**Goal of the exercise:** Quote the lines from the line holding "Class, indicate each instance of the white countertop" to the very end of the listing, exactly, and no others.

--- Begin Entries supplied ---

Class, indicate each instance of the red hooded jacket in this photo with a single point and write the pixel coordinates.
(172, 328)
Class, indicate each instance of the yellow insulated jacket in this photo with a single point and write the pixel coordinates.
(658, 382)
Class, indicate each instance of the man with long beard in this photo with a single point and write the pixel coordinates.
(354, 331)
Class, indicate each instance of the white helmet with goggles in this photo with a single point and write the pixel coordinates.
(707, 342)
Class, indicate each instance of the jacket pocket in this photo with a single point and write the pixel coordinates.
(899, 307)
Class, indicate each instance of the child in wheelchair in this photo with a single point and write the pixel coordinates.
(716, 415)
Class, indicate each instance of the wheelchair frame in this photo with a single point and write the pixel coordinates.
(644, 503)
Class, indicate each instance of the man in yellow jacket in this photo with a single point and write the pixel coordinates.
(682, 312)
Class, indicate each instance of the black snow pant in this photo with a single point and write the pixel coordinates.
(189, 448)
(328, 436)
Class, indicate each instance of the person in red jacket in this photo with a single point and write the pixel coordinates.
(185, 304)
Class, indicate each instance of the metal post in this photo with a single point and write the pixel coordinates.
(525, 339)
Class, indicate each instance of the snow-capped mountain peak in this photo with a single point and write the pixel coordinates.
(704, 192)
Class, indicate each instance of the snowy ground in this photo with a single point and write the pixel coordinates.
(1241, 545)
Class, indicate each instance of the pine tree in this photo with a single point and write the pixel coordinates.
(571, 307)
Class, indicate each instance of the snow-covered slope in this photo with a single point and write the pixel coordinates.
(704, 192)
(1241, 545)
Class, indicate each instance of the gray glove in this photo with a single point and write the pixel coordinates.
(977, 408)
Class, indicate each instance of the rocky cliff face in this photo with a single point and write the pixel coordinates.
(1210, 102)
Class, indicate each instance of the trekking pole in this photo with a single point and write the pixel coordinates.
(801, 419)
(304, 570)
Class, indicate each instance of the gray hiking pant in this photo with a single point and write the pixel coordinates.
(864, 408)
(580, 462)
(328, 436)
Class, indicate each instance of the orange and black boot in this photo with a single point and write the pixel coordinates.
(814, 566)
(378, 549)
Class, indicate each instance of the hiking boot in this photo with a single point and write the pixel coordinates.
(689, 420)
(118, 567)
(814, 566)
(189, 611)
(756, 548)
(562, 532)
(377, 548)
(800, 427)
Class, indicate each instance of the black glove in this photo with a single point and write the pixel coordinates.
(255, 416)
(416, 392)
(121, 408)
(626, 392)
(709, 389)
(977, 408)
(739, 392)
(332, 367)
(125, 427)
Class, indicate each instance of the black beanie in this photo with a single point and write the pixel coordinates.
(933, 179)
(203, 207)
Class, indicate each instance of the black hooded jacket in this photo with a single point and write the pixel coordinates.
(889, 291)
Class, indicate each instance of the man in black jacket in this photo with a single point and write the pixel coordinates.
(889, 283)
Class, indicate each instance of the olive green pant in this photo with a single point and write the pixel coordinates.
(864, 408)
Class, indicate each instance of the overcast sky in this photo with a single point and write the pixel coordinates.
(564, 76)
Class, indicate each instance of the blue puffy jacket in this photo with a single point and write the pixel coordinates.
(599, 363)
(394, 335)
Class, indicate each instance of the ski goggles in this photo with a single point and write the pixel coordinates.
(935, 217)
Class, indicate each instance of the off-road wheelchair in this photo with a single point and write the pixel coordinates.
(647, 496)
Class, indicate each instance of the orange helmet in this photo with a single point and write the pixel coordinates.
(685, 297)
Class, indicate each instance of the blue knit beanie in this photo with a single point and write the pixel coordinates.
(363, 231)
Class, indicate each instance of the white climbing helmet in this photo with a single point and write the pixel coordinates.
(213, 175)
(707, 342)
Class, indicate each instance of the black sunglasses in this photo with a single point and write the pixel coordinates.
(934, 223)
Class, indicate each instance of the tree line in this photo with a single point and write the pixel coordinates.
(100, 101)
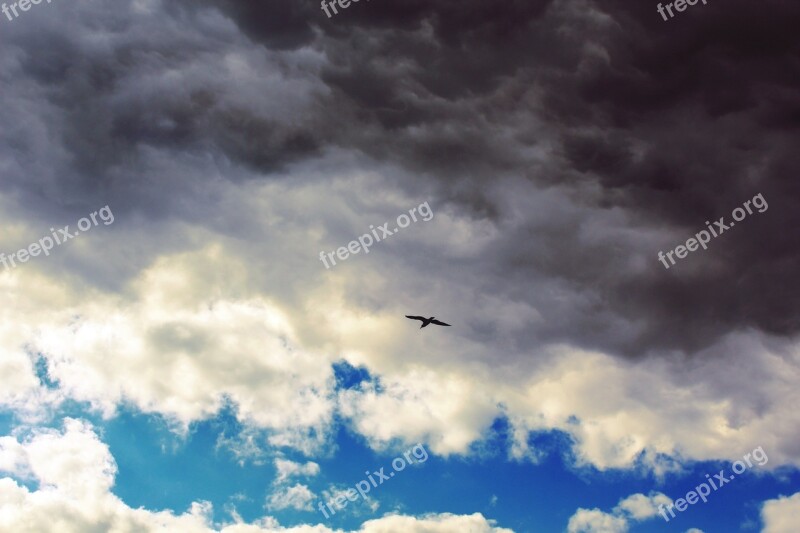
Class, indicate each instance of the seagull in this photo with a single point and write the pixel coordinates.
(427, 321)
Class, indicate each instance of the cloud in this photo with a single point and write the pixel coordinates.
(297, 497)
(596, 521)
(288, 469)
(634, 508)
(781, 515)
(75, 472)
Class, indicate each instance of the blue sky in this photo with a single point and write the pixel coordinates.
(261, 198)
(161, 469)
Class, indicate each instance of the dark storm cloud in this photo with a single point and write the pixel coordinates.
(673, 123)
(678, 121)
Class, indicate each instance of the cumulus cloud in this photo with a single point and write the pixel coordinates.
(781, 515)
(297, 497)
(555, 174)
(75, 471)
(288, 469)
(634, 508)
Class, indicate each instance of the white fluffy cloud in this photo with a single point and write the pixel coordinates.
(75, 472)
(781, 515)
(634, 508)
(288, 469)
(210, 322)
(297, 496)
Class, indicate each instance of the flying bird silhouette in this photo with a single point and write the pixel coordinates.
(427, 321)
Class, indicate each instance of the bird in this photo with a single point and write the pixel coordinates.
(427, 321)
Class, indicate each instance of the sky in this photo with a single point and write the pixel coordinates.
(215, 216)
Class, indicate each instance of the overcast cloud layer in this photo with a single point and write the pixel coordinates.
(560, 145)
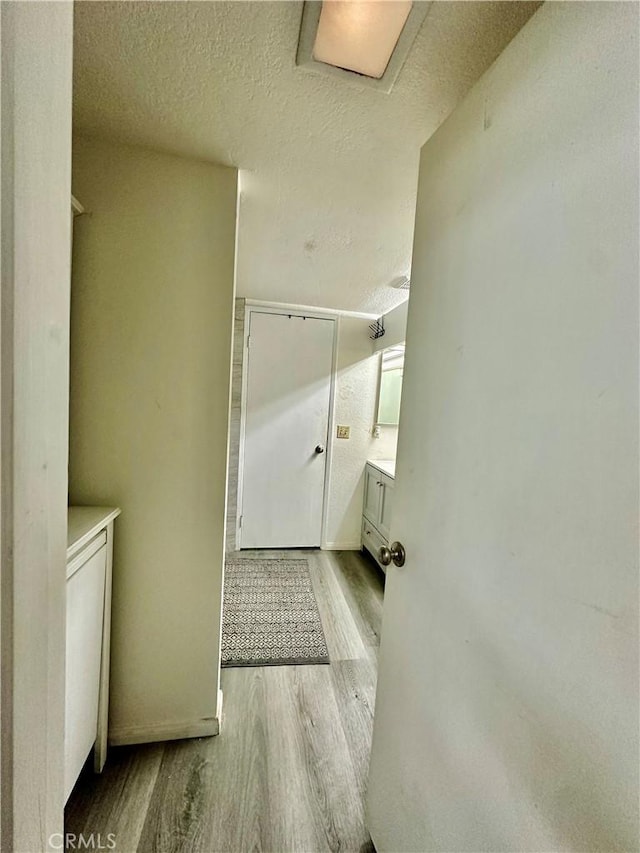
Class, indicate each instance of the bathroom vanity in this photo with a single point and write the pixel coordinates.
(379, 482)
(88, 630)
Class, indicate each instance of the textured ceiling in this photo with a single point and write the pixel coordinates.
(329, 169)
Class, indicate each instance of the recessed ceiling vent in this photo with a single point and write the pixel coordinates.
(401, 283)
(362, 41)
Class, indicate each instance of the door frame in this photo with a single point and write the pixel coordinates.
(257, 307)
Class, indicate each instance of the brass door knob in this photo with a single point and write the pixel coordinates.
(396, 553)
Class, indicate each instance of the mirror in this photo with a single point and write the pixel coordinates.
(390, 386)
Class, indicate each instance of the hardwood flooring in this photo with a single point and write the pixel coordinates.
(287, 774)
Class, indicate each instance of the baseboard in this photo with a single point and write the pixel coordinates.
(166, 731)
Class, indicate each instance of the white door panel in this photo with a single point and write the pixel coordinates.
(289, 371)
(506, 714)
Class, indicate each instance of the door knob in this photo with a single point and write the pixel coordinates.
(396, 553)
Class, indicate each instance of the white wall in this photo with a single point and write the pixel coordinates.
(152, 313)
(355, 406)
(520, 454)
(36, 48)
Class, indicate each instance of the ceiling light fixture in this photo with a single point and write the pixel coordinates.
(364, 41)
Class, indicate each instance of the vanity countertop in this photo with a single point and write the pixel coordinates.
(387, 466)
(83, 524)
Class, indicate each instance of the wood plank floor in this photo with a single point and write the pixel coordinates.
(288, 772)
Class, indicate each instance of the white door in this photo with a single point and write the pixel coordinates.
(506, 714)
(290, 362)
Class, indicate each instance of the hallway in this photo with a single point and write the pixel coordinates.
(289, 770)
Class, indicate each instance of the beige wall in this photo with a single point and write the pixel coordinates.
(36, 43)
(152, 313)
(513, 722)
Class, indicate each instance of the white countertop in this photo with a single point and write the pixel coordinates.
(84, 522)
(387, 466)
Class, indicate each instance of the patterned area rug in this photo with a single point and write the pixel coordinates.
(270, 614)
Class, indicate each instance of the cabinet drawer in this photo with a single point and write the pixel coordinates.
(372, 541)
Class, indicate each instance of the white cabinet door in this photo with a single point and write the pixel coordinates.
(85, 604)
(371, 509)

--- End Entries supplied ---

**Result for this task:**
Class, indicate each instance of the white countertop in this photo with a single point and write the pixel coordinates.
(84, 522)
(387, 466)
Class, indicate each instance of the patterned area rug in this photo with a single point and write the pixel coordinates.
(270, 614)
Class, indicate each instance of the cabinet drawer in this photo with a single point and write the pixel coordinates.
(372, 541)
Class, indicate each instance of the white cabinet door in this photo with a single point and write the pixel coordinates.
(85, 604)
(371, 509)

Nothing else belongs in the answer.